- **The problem**:
Retype the part of the records below that opens with the line containing "Where in this photo can the banner" and runs to the end of the records, copying every line word for word.

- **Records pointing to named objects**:
↓
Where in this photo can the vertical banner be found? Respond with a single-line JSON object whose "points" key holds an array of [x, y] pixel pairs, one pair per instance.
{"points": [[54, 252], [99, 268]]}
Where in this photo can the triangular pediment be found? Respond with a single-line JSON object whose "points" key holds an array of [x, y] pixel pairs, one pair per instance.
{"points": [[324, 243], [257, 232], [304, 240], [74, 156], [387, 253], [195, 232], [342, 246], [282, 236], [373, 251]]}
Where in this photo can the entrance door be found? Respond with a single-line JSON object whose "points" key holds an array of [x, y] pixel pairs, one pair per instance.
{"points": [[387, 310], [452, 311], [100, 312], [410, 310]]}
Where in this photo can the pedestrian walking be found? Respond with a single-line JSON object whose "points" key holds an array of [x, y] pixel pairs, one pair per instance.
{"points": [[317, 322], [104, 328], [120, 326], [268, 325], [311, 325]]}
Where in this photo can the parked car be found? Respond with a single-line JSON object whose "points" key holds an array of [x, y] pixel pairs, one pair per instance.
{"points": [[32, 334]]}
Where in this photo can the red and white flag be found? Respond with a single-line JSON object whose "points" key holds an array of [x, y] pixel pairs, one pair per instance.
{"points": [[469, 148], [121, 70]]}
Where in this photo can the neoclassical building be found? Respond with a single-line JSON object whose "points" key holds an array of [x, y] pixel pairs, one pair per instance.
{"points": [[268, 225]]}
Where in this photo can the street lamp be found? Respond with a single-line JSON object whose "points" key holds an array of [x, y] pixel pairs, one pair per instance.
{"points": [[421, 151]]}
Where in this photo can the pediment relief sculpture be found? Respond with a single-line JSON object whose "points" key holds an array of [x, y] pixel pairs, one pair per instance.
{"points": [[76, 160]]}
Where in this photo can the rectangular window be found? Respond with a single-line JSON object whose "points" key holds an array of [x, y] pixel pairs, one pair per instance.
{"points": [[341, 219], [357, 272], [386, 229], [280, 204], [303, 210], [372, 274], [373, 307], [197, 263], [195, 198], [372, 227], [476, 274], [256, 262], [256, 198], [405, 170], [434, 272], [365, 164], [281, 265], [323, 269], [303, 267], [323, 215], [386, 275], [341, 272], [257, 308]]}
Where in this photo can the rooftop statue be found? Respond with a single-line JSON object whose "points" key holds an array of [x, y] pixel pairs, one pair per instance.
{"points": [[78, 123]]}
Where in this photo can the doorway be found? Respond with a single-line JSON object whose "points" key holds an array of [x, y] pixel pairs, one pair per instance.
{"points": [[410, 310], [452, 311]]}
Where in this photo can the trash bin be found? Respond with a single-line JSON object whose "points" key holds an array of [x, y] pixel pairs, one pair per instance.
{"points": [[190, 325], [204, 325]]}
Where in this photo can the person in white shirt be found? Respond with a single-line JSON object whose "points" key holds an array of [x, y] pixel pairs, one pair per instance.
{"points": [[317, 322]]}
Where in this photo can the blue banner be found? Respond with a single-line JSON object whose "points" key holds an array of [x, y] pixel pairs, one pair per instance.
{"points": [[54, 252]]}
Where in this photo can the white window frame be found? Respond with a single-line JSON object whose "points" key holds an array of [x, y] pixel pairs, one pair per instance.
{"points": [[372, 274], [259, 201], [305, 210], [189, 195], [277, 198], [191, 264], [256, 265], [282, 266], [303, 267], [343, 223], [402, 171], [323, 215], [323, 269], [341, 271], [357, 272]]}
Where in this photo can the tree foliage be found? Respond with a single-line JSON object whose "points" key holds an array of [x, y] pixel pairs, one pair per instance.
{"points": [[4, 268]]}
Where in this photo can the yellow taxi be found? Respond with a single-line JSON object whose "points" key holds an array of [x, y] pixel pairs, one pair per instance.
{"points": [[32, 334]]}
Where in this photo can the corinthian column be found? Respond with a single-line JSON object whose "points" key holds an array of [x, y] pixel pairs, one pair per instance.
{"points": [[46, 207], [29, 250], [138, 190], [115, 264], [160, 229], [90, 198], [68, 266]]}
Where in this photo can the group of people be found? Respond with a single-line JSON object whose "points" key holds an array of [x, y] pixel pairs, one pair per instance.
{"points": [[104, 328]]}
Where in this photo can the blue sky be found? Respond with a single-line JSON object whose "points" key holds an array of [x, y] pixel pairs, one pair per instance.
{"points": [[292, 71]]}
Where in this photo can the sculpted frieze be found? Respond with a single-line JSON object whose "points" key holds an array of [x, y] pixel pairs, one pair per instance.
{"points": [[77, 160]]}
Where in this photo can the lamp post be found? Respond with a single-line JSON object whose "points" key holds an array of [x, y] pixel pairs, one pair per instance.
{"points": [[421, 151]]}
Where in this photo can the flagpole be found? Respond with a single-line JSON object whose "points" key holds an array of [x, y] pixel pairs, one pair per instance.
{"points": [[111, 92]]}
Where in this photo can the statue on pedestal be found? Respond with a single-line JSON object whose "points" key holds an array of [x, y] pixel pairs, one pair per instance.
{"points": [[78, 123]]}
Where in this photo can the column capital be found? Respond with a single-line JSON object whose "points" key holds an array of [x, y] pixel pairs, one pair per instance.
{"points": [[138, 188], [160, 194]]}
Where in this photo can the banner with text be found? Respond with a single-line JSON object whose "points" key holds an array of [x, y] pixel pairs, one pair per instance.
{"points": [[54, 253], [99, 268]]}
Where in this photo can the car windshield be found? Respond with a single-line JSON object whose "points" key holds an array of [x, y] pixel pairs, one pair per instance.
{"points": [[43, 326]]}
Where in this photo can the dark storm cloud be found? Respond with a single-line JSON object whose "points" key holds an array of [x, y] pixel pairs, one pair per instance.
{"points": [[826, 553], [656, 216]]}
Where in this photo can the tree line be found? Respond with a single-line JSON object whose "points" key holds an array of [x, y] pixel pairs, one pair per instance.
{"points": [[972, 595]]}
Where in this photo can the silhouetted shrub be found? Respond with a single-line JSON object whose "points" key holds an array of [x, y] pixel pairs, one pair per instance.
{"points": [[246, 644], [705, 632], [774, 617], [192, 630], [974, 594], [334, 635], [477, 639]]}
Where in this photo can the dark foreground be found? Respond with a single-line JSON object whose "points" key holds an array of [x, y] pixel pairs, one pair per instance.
↑
- **Final result**:
Where in this photo can the banner with text be found? Respond with a single-line JSON object whose "points" key holds an array of [x, y] pixel pairs, one pair per instance.
{"points": [[54, 253], [99, 268]]}
Where in this photo can the car windshield be found? Respond with a single-line JSON object whose "points" key holds an array of [x, y] pixel pairs, one pair per instance.
{"points": [[43, 326]]}
Where in this photo can the dark storm cloud be found? Respond with a single-line JSON object whose "points" key holds an array of [x, y] pixel pairs, one pair per instance.
{"points": [[826, 553], [656, 216]]}
Where in this photo can the tree line be found? Respond with a single-line JSON object whose "points" key holds an array of [x, y] pixel pairs, one pair per instance.
{"points": [[972, 595]]}
Where in this photo can the silhouetted shrub be found? Respond with a single-line JSON object whose "points" key holds an array of [x, y] pixel pairs, one pair per instance.
{"points": [[246, 644], [705, 632], [774, 617], [192, 630], [974, 594], [334, 635], [477, 639]]}
Where in this photo can the dark foreground be found? Respond with a single-line JSON object whose "points" key holds an array of [x, y] pixel pairs, one pair per instance.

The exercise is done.